- [GIVEN TASK]: Output only the lines that run from the line holding "point: the latex" to the end of the entries, both ends included, and skip the pictures.

Pointing records:
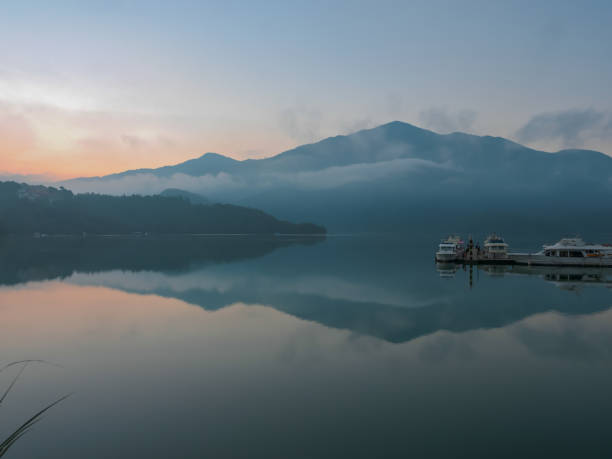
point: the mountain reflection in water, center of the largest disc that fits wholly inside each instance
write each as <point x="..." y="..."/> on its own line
<point x="373" y="286"/>
<point x="274" y="347"/>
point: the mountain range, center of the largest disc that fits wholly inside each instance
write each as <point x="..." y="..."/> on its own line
<point x="398" y="177"/>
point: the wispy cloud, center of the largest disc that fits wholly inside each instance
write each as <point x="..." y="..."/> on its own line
<point x="570" y="127"/>
<point x="213" y="185"/>
<point x="444" y="121"/>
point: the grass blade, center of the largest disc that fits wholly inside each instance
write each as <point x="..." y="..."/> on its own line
<point x="12" y="383"/>
<point x="25" y="427"/>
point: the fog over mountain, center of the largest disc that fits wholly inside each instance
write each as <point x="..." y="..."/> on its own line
<point x="396" y="177"/>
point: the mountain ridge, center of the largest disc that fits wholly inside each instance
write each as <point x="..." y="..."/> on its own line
<point x="388" y="177"/>
<point x="213" y="163"/>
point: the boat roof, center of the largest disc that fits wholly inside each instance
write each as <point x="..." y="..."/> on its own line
<point x="576" y="243"/>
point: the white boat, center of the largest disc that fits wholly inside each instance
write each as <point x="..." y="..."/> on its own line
<point x="450" y="249"/>
<point x="568" y="252"/>
<point x="495" y="248"/>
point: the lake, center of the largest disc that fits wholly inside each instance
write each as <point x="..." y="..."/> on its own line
<point x="344" y="346"/>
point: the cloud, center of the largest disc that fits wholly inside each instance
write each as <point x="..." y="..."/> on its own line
<point x="443" y="121"/>
<point x="15" y="131"/>
<point x="224" y="184"/>
<point x="301" y="124"/>
<point x="570" y="127"/>
<point x="333" y="177"/>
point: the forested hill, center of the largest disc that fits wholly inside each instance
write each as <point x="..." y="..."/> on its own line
<point x="38" y="209"/>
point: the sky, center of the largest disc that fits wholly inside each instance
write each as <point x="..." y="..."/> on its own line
<point x="91" y="88"/>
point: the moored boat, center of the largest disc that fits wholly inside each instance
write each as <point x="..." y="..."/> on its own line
<point x="495" y="248"/>
<point x="450" y="249"/>
<point x="567" y="252"/>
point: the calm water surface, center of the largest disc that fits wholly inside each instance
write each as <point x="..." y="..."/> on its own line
<point x="261" y="347"/>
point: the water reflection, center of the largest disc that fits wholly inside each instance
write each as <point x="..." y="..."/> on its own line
<point x="330" y="282"/>
<point x="343" y="347"/>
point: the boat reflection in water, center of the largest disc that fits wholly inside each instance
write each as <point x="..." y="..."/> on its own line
<point x="447" y="270"/>
<point x="564" y="277"/>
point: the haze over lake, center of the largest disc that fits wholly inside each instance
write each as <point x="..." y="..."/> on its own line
<point x="324" y="229"/>
<point x="362" y="348"/>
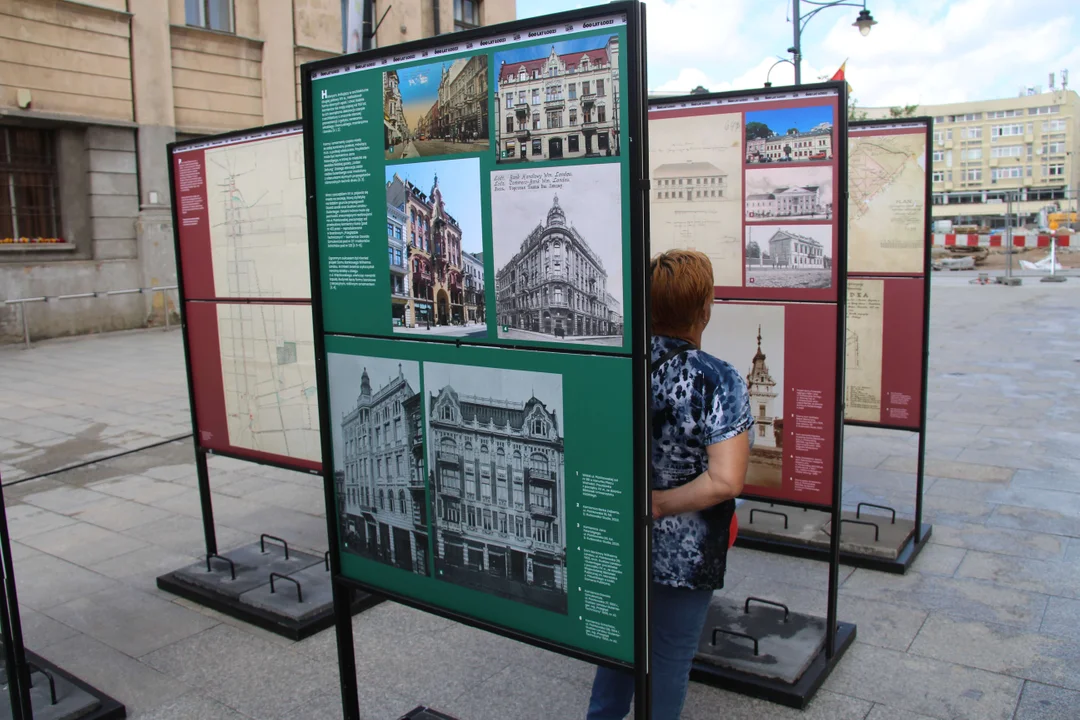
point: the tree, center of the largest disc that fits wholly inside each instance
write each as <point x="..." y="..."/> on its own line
<point x="757" y="130"/>
<point x="903" y="111"/>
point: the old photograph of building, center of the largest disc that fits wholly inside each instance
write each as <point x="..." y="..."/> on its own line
<point x="558" y="100"/>
<point x="790" y="193"/>
<point x="696" y="199"/>
<point x="436" y="109"/>
<point x="557" y="254"/>
<point x="790" y="135"/>
<point x="751" y="337"/>
<point x="433" y="222"/>
<point x="495" y="449"/>
<point x="378" y="454"/>
<point x="790" y="256"/>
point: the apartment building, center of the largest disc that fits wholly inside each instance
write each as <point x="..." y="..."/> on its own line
<point x="986" y="152"/>
<point x="83" y="134"/>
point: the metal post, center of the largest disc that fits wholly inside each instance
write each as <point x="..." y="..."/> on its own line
<point x="18" y="671"/>
<point x="797" y="55"/>
<point x="26" y="327"/>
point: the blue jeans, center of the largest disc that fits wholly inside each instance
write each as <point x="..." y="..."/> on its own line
<point x="678" y="616"/>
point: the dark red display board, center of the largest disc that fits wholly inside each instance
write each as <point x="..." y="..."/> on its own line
<point x="791" y="375"/>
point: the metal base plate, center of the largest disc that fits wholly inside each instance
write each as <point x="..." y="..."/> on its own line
<point x="248" y="596"/>
<point x="75" y="700"/>
<point x="422" y="712"/>
<point x="808" y="535"/>
<point x="797" y="695"/>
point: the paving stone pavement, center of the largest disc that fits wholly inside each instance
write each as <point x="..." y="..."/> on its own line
<point x="984" y="626"/>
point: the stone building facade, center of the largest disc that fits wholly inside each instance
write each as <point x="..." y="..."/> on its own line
<point x="434" y="266"/>
<point x="559" y="105"/>
<point x="688" y="182"/>
<point x="385" y="512"/>
<point x="555" y="284"/>
<point x="395" y="127"/>
<point x="498" y="480"/>
<point x="474" y="287"/>
<point x="795" y="147"/>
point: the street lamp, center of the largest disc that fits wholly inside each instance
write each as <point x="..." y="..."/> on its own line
<point x="864" y="23"/>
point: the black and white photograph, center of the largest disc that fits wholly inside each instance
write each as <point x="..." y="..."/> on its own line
<point x="558" y="102"/>
<point x="435" y="109"/>
<point x="751" y="337"/>
<point x="495" y="448"/>
<point x="790" y="256"/>
<point x="378" y="458"/>
<point x="556" y="238"/>
<point x="790" y="135"/>
<point x="790" y="193"/>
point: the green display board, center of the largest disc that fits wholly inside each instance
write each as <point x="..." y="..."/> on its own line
<point x="478" y="216"/>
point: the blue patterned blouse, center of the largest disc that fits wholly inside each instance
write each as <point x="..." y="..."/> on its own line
<point x="697" y="401"/>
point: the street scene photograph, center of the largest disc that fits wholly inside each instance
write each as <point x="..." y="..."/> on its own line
<point x="751" y="337"/>
<point x="436" y="109"/>
<point x="495" y="448"/>
<point x="788" y="193"/>
<point x="797" y="256"/>
<point x="557" y="249"/>
<point x="559" y="100"/>
<point x="378" y="457"/>
<point x="790" y="135"/>
<point x="435" y="248"/>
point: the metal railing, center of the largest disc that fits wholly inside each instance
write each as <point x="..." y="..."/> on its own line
<point x="22" y="302"/>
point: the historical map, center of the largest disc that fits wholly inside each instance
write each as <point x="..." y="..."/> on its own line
<point x="887" y="180"/>
<point x="862" y="371"/>
<point x="258" y="219"/>
<point x="268" y="369"/>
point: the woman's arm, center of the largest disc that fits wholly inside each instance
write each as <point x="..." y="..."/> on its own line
<point x="723" y="480"/>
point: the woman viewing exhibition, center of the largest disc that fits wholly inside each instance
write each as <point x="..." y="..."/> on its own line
<point x="701" y="419"/>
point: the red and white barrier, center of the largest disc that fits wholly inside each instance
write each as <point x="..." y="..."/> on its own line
<point x="997" y="241"/>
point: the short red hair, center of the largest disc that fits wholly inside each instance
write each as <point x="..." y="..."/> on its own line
<point x="682" y="284"/>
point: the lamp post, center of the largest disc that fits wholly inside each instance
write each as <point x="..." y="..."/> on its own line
<point x="864" y="23"/>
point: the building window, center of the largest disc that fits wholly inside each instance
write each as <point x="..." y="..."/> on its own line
<point x="28" y="199"/>
<point x="210" y="14"/>
<point x="466" y="14"/>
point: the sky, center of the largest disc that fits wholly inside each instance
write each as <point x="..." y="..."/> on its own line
<point x="921" y="52"/>
<point x="459" y="182"/>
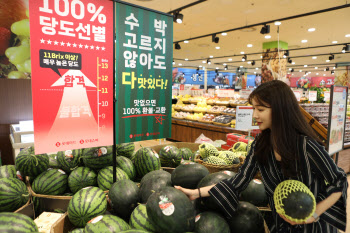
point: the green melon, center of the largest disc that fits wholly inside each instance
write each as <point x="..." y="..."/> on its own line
<point x="170" y="156"/>
<point x="124" y="196"/>
<point x="188" y="175"/>
<point x="30" y="164"/>
<point x="80" y="178"/>
<point x="16" y="223"/>
<point x="106" y="224"/>
<point x="170" y="211"/>
<point x="86" y="204"/>
<point x="13" y="194"/>
<point x="105" y="177"/>
<point x="51" y="182"/>
<point x="139" y="219"/>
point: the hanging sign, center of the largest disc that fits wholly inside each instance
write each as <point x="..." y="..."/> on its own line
<point x="144" y="55"/>
<point x="72" y="69"/>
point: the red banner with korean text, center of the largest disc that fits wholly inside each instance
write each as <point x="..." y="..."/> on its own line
<point x="72" y="70"/>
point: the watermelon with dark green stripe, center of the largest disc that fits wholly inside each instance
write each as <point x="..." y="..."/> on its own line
<point x="105" y="177"/>
<point x="124" y="195"/>
<point x="30" y="164"/>
<point x="53" y="163"/>
<point x="13" y="194"/>
<point x="146" y="160"/>
<point x="186" y="153"/>
<point x="139" y="219"/>
<point x="51" y="182"/>
<point x="69" y="160"/>
<point x="106" y="224"/>
<point x="86" y="204"/>
<point x="98" y="157"/>
<point x="127" y="166"/>
<point x="170" y="156"/>
<point x="126" y="149"/>
<point x="16" y="223"/>
<point x="80" y="178"/>
<point x="8" y="171"/>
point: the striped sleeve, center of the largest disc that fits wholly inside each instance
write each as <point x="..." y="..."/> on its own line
<point x="335" y="181"/>
<point x="226" y="193"/>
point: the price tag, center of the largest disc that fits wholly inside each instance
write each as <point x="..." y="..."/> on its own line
<point x="297" y="95"/>
<point x="226" y="93"/>
<point x="327" y="95"/>
<point x="312" y="95"/>
<point x="244" y="93"/>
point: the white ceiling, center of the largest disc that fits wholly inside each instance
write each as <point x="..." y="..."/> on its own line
<point x="219" y="15"/>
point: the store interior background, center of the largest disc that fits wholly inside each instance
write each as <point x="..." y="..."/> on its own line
<point x="206" y="18"/>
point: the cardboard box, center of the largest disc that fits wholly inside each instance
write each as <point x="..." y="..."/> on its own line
<point x="46" y="220"/>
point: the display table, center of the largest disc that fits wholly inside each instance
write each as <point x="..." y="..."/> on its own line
<point x="189" y="131"/>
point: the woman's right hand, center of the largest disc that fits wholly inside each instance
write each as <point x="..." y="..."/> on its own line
<point x="191" y="193"/>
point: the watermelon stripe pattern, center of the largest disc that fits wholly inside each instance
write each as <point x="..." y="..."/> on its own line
<point x="139" y="219"/>
<point x="51" y="182"/>
<point x="13" y="194"/>
<point x="127" y="166"/>
<point x="146" y="160"/>
<point x="8" y="171"/>
<point x="80" y="178"/>
<point x="108" y="223"/>
<point x="86" y="204"/>
<point x="98" y="157"/>
<point x="19" y="223"/>
<point x="105" y="177"/>
<point x="69" y="160"/>
<point x="30" y="164"/>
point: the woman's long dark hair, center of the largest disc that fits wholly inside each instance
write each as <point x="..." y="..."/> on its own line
<point x="288" y="123"/>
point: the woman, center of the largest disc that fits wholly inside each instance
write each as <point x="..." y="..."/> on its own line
<point x="287" y="148"/>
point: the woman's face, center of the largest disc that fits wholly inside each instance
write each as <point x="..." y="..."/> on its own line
<point x="262" y="115"/>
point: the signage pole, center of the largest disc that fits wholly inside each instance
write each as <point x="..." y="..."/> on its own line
<point x="114" y="101"/>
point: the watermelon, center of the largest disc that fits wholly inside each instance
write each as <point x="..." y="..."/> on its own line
<point x="127" y="166"/>
<point x="211" y="179"/>
<point x="170" y="156"/>
<point x="30" y="164"/>
<point x="105" y="177"/>
<point x="126" y="149"/>
<point x="13" y="194"/>
<point x="247" y="219"/>
<point x="53" y="163"/>
<point x="8" y="171"/>
<point x="17" y="223"/>
<point x="98" y="157"/>
<point x="106" y="224"/>
<point x="211" y="222"/>
<point x="255" y="193"/>
<point x="152" y="182"/>
<point x="186" y="154"/>
<point x="170" y="210"/>
<point x="146" y="160"/>
<point x="86" y="204"/>
<point x="77" y="230"/>
<point x="188" y="175"/>
<point x="139" y="219"/>
<point x="69" y="160"/>
<point x="80" y="178"/>
<point x="124" y="195"/>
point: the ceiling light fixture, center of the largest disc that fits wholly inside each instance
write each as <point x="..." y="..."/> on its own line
<point x="214" y="38"/>
<point x="178" y="17"/>
<point x="265" y="29"/>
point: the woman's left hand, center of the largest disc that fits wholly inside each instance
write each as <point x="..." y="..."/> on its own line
<point x="308" y="221"/>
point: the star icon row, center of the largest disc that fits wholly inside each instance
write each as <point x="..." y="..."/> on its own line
<point x="74" y="45"/>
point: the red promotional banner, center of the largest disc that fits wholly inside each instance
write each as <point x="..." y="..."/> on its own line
<point x="72" y="73"/>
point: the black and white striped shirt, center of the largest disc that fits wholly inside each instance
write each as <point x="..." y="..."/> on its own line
<point x="317" y="171"/>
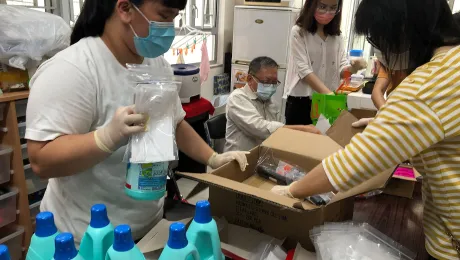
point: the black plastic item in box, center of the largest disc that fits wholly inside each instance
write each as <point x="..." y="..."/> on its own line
<point x="268" y="172"/>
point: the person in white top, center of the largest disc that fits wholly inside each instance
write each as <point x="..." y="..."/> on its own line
<point x="252" y="116"/>
<point x="80" y="114"/>
<point x="317" y="58"/>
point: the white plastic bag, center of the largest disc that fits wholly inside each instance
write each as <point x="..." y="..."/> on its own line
<point x="155" y="95"/>
<point x="27" y="36"/>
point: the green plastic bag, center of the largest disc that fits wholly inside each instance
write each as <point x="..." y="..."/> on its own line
<point x="330" y="106"/>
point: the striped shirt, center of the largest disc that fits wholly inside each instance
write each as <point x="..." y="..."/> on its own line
<point x="421" y="120"/>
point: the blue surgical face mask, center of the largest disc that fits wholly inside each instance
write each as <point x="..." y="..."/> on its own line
<point x="265" y="91"/>
<point x="161" y="36"/>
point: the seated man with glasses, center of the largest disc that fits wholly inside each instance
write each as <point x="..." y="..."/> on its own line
<point x="251" y="113"/>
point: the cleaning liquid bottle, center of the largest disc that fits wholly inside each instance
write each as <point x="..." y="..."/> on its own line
<point x="98" y="238"/>
<point x="42" y="242"/>
<point x="65" y="248"/>
<point x="123" y="246"/>
<point x="203" y="233"/>
<point x="146" y="181"/>
<point x="4" y="253"/>
<point x="178" y="247"/>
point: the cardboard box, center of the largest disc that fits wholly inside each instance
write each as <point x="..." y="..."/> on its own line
<point x="359" y="100"/>
<point x="245" y="199"/>
<point x="12" y="79"/>
<point x="402" y="186"/>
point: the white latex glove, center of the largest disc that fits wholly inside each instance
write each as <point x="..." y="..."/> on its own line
<point x="283" y="190"/>
<point x="125" y="122"/>
<point x="362" y="122"/>
<point x="358" y="64"/>
<point x="217" y="160"/>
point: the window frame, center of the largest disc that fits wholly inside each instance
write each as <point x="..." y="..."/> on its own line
<point x="190" y="15"/>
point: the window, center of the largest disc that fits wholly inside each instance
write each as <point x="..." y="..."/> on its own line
<point x="198" y="14"/>
<point x="39" y="5"/>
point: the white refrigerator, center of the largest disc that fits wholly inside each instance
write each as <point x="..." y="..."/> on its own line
<point x="261" y="31"/>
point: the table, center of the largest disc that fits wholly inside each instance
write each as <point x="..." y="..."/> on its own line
<point x="397" y="217"/>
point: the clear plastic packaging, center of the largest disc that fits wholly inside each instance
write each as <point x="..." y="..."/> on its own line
<point x="268" y="251"/>
<point x="28" y="35"/>
<point x="155" y="95"/>
<point x="283" y="173"/>
<point x="354" y="241"/>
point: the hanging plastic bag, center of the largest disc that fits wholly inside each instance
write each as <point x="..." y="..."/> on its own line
<point x="330" y="106"/>
<point x="205" y="66"/>
<point x="28" y="35"/>
<point x="155" y="95"/>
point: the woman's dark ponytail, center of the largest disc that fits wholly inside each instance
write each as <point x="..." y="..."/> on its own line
<point x="95" y="13"/>
<point x="93" y="16"/>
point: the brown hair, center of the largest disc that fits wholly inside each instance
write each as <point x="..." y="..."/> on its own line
<point x="308" y="22"/>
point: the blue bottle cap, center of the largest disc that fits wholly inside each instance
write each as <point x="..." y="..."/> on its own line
<point x="99" y="218"/>
<point x="65" y="247"/>
<point x="123" y="240"/>
<point x="203" y="212"/>
<point x="4" y="253"/>
<point x="45" y="226"/>
<point x="356" y="53"/>
<point x="177" y="237"/>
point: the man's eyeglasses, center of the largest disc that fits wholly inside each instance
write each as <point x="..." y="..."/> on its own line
<point x="325" y="9"/>
<point x="275" y="83"/>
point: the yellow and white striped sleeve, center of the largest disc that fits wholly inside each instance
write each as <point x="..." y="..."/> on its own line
<point x="402" y="129"/>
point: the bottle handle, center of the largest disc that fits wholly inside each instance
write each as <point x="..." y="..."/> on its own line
<point x="216" y="249"/>
<point x="193" y="251"/>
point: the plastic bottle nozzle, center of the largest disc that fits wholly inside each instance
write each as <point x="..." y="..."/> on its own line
<point x="45" y="226"/>
<point x="203" y="212"/>
<point x="177" y="236"/>
<point x="4" y="253"/>
<point x="65" y="247"/>
<point x="99" y="218"/>
<point x="123" y="239"/>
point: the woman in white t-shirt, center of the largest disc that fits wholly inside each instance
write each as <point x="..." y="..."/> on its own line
<point x="317" y="58"/>
<point x="79" y="115"/>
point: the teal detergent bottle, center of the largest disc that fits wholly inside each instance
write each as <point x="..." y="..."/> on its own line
<point x="203" y="233"/>
<point x="65" y="248"/>
<point x="146" y="181"/>
<point x="4" y="253"/>
<point x="123" y="246"/>
<point x="42" y="243"/>
<point x="98" y="238"/>
<point x="178" y="247"/>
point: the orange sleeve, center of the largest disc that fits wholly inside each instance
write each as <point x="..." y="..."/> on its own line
<point x="383" y="73"/>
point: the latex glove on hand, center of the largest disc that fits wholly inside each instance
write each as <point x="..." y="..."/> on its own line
<point x="125" y="122"/>
<point x="283" y="190"/>
<point x="358" y="64"/>
<point x="218" y="160"/>
<point x="363" y="122"/>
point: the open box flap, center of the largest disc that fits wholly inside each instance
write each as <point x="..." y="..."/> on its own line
<point x="341" y="131"/>
<point x="377" y="182"/>
<point x="306" y="144"/>
<point x="242" y="188"/>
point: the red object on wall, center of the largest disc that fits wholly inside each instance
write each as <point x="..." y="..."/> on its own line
<point x="198" y="107"/>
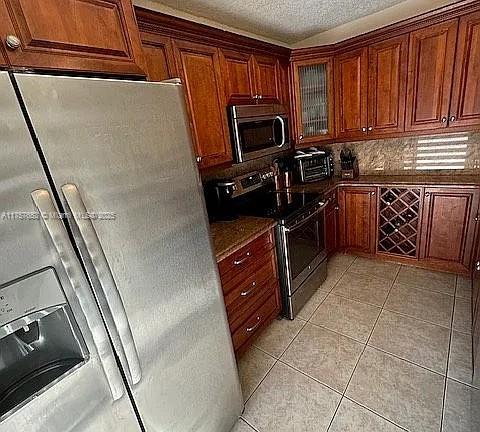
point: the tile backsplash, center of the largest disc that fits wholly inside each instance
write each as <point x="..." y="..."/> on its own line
<point x="446" y="154"/>
<point x="453" y="153"/>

- [SOLUTION TO THE EXERCISE]:
point: the latex glove on hand, center of the largest disc that fits wholly inside each instance
write each as <point x="..." y="..."/> on its own line
<point x="125" y="122"/>
<point x="283" y="190"/>
<point x="358" y="64"/>
<point x="218" y="160"/>
<point x="363" y="122"/>
point: the open box flap, center of the largest disc that fits wholly inside each instance
write each as <point x="..." y="..."/> on its own line
<point x="341" y="131"/>
<point x="377" y="182"/>
<point x="306" y="144"/>
<point x="242" y="188"/>
point: the red object on wall, center of the largest disc that fits wholly inside each instance
write each as <point x="..." y="..."/> on its own line
<point x="198" y="107"/>
point: the tile backsplash, center of the largest disc that fits wholly inside each instance
write each as <point x="..." y="..."/> on its own line
<point x="446" y="154"/>
<point x="453" y="153"/>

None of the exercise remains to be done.